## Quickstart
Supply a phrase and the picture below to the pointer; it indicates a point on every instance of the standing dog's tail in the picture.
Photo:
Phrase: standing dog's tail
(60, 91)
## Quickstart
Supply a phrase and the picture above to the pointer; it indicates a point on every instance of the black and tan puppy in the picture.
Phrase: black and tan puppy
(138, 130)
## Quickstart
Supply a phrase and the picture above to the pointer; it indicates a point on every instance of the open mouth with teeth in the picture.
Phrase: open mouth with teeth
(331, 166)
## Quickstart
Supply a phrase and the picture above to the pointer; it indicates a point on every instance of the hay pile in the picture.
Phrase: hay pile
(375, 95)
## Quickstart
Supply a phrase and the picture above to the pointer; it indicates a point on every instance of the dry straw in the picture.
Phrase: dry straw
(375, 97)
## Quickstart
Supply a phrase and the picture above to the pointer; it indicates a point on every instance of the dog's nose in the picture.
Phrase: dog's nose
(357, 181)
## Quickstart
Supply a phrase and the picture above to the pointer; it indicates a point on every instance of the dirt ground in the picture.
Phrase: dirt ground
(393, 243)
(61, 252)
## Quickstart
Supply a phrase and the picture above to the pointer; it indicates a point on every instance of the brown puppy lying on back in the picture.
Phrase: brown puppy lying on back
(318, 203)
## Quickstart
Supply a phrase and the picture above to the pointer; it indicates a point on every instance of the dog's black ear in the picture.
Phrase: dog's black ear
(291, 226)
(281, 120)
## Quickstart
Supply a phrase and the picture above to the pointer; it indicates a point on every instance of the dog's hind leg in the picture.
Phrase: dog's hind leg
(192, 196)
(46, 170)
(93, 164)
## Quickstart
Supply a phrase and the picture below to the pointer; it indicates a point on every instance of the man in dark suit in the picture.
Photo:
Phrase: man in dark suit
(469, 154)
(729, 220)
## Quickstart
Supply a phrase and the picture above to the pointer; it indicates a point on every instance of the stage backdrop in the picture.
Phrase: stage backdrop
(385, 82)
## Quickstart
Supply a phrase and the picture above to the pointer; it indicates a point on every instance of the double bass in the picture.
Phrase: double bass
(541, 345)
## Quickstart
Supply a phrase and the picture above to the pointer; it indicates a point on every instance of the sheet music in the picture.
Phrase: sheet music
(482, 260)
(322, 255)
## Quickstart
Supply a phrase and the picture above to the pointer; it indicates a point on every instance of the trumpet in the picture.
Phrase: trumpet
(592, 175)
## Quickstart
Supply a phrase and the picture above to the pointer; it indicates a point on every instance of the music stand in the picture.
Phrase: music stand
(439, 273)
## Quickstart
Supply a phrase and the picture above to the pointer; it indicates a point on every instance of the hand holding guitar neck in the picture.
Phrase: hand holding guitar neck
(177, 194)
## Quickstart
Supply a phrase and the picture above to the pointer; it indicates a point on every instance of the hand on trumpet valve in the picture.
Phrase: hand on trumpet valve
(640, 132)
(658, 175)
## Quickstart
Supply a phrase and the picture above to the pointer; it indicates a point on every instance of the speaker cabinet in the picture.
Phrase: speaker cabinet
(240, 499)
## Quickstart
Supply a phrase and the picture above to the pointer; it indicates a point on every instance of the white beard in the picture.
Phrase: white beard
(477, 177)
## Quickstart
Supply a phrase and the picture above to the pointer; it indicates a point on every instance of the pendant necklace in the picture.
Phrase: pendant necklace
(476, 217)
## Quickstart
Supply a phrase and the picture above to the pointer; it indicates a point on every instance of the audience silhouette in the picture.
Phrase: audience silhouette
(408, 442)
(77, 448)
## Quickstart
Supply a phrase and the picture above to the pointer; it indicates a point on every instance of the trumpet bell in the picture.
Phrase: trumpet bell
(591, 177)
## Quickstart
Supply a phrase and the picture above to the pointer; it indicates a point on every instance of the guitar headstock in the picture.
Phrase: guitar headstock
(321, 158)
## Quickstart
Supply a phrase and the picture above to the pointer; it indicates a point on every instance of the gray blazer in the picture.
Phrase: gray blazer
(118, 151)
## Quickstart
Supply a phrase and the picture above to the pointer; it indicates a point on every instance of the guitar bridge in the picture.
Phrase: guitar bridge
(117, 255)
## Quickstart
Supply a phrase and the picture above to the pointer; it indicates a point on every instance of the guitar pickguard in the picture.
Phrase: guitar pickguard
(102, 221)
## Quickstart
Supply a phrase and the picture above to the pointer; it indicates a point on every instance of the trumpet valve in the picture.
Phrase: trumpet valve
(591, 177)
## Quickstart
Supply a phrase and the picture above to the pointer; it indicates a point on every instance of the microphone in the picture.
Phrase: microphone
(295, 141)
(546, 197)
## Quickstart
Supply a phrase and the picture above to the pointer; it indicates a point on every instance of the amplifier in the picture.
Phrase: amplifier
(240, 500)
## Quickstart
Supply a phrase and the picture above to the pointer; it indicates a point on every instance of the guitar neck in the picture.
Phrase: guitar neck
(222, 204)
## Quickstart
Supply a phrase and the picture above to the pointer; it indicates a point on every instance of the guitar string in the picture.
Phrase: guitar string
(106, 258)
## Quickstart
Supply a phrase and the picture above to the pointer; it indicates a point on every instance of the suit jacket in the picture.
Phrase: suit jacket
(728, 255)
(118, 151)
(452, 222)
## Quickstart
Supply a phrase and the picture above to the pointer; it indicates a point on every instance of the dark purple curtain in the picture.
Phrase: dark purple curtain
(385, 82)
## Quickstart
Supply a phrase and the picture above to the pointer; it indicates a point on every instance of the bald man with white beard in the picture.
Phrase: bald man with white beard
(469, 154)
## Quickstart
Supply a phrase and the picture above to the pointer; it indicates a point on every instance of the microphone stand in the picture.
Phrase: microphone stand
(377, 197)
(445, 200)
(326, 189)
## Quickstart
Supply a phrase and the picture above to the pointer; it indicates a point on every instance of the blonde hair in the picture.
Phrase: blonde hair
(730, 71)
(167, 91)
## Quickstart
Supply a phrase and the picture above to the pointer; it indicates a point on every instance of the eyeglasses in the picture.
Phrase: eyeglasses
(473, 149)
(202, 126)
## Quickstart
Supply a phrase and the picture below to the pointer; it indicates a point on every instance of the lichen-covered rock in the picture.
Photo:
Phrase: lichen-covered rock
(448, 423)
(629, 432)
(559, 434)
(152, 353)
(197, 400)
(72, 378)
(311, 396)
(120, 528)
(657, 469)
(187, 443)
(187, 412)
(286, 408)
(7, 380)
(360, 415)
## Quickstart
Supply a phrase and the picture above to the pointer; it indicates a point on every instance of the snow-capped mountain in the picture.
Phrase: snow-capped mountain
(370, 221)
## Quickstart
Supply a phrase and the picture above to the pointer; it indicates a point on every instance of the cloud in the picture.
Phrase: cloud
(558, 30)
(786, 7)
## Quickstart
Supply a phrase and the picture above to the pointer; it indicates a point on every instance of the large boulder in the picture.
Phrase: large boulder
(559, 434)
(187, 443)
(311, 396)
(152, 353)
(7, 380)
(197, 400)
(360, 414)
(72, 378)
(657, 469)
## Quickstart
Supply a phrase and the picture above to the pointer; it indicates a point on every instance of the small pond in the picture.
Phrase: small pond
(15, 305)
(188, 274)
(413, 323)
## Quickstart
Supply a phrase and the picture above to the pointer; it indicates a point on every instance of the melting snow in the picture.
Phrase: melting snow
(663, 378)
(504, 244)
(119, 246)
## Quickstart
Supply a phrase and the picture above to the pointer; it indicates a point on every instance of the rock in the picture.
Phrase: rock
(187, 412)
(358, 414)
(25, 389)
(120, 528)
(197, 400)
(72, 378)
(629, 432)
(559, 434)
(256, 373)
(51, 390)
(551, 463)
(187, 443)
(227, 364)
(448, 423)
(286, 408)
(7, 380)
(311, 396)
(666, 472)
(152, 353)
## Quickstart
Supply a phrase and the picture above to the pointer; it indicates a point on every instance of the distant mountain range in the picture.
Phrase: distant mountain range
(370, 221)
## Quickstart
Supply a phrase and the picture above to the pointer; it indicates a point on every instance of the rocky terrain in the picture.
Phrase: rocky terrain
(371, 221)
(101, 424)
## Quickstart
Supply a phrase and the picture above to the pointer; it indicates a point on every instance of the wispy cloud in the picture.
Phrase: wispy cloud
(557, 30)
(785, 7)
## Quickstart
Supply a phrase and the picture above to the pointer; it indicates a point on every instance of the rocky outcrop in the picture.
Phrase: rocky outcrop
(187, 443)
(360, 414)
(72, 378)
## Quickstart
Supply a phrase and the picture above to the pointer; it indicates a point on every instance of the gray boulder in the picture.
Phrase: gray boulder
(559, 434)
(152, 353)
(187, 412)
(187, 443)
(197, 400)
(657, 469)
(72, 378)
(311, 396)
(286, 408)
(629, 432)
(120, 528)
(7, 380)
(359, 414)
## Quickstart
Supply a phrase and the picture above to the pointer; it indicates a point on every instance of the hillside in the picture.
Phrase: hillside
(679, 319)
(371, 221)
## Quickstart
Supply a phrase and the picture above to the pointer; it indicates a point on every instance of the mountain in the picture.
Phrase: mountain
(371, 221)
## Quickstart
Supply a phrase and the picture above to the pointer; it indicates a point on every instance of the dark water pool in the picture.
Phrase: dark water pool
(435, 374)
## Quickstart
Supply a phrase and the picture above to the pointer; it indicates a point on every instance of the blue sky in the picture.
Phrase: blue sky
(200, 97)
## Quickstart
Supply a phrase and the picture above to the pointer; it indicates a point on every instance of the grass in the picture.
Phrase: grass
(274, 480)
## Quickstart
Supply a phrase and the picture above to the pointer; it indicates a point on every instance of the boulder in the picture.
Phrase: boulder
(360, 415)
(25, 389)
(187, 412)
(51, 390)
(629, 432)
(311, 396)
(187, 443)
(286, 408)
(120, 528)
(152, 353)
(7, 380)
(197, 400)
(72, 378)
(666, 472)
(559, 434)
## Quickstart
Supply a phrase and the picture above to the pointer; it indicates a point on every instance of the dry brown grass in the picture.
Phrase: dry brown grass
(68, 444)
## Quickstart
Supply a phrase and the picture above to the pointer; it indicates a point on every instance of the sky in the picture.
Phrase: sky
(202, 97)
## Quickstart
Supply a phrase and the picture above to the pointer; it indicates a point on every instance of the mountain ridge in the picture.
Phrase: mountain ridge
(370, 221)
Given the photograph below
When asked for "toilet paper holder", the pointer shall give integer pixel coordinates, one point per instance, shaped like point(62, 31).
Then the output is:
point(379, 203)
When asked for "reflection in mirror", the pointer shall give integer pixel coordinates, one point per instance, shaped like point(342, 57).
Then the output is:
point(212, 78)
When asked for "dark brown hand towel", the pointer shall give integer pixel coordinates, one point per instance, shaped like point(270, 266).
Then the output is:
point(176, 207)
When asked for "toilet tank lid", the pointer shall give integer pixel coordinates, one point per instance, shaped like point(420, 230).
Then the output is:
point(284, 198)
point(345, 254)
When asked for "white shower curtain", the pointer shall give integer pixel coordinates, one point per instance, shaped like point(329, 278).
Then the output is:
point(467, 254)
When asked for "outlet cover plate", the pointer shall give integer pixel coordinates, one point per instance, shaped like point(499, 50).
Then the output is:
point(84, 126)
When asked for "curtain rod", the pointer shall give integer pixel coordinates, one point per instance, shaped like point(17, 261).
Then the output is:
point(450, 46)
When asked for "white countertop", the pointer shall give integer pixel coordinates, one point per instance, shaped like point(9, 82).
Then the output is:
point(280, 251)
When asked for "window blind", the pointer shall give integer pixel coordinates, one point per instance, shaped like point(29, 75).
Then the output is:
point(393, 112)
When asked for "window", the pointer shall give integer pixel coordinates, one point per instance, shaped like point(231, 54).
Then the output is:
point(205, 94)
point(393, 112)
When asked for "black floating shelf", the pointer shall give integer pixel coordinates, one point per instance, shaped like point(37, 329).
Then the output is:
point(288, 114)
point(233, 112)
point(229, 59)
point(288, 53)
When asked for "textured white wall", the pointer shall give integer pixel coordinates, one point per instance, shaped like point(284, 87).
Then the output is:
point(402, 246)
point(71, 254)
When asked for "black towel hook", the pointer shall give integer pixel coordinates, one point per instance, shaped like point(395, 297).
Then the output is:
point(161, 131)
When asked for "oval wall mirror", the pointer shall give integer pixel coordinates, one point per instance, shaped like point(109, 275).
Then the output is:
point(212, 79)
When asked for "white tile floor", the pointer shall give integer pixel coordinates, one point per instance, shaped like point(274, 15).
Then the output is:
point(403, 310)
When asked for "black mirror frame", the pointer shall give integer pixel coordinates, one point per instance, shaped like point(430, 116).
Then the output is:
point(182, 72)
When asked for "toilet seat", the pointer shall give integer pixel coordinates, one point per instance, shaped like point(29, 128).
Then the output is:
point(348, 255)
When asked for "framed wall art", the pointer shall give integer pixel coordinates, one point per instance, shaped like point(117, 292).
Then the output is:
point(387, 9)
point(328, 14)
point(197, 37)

────────────────────

Task requirements
Repeat the lines of the material word for word, starting at the line that contains "like point(37, 329)." and ending at the line that contains "point(161, 131)", with both of those lines included.

Solved problem
When asked for "black floating shelf", the pointer shall give integer pixel coordinates, one point per instance, shaped like point(37, 329).
Then the output is:
point(288, 114)
point(233, 112)
point(229, 59)
point(288, 53)
When asked for "textured white wall", the pointer shall give integer pixel coordinates, one point per instance, shaped like point(284, 87).
Then the output is:
point(402, 246)
point(71, 254)
When asked for "black towel hook", the pointer shall give integer pixel coordinates, one point per instance, shaped like point(395, 297).
Then the output is:
point(161, 131)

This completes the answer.